[Coordinate annotation entries]

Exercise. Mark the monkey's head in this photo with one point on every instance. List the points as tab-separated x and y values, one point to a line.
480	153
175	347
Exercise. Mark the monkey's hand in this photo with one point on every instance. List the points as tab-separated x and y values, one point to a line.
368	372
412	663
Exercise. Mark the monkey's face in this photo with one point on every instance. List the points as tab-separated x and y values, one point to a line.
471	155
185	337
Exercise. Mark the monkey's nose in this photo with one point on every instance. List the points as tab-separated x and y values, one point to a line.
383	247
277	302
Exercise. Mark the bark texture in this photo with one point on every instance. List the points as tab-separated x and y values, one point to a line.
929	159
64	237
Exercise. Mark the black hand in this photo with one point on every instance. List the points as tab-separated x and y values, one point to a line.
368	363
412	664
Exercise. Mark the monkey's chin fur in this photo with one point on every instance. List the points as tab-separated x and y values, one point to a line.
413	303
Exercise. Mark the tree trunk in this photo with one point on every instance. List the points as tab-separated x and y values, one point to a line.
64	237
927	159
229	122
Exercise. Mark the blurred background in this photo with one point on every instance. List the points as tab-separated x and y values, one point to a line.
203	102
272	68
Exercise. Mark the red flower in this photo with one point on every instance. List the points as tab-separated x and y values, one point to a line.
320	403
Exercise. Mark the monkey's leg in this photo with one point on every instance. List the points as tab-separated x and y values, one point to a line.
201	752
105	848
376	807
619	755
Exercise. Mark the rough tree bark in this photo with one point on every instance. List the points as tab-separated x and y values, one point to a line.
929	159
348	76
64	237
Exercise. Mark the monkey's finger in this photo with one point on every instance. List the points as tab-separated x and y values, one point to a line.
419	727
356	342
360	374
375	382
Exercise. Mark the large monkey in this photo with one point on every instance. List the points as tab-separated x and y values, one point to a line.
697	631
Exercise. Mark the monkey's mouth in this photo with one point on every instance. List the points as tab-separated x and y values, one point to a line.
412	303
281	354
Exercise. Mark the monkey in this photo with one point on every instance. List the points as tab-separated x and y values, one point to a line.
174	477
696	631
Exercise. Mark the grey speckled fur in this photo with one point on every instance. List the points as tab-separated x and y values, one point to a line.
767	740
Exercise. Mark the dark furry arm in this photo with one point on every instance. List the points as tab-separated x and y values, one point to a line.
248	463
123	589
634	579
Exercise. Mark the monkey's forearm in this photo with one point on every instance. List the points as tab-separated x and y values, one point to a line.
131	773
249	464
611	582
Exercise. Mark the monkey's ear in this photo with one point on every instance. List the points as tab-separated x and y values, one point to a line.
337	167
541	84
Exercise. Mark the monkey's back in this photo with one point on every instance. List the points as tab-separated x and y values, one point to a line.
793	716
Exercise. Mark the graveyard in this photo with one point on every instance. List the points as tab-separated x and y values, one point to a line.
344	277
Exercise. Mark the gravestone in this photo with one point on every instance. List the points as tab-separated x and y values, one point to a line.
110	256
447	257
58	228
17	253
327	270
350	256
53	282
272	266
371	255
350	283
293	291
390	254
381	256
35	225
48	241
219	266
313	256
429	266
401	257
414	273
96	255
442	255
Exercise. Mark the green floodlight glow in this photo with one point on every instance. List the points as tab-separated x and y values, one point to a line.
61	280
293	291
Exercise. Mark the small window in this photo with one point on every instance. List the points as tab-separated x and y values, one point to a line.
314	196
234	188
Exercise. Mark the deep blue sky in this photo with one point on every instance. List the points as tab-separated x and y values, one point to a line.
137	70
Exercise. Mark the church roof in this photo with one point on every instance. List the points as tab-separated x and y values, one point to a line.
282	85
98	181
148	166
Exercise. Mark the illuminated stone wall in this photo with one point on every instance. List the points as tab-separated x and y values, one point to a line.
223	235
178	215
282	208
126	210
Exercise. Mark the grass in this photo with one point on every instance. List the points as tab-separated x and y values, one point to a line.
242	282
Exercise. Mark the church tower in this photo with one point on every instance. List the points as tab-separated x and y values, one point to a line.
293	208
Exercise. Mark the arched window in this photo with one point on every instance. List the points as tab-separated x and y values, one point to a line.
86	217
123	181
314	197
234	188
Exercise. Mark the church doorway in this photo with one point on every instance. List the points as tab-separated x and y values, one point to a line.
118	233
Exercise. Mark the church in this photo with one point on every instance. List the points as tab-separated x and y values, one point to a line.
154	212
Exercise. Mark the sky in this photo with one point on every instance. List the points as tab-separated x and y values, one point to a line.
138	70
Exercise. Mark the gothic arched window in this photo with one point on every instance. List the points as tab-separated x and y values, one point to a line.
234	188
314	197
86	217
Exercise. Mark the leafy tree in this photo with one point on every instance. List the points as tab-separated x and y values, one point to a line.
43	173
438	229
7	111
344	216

> _WHAT TO DO_
Produce an exact copy of the lines from the one containing "Exercise. Mark the arched" through the last line, and of nothing else.

> _THE OUTPUT_
Exercise. Mark the arched window in this photo with one point on every instance. List the points as tab-separated x and y values, one point to a line.
86	217
123	181
314	197
234	188
Exercise. Mark the church doorway in this photo with one point on every instance. List the points as tab-separated x and y values, one point to a line.
118	233
Exercise. Mark the church in this photo with one point on every instance. List the points as tab-separated x and y values, one point to a line.
154	212
Exercise. Mark the sky in this photo with one point on every instance. List the points as tab-separated x and y values, one point to a line.
138	70
Exercise. Mark the gothic arched window in this photo with one point on every instance. List the points as tab-separated x and y values, one point to a line.
234	188
314	197
86	217
Exercise. Mark the leafy tree in this photo with one point on every instance. List the points as tab-separated x and y values, one point to a line.
43	173
438	229
7	111
344	216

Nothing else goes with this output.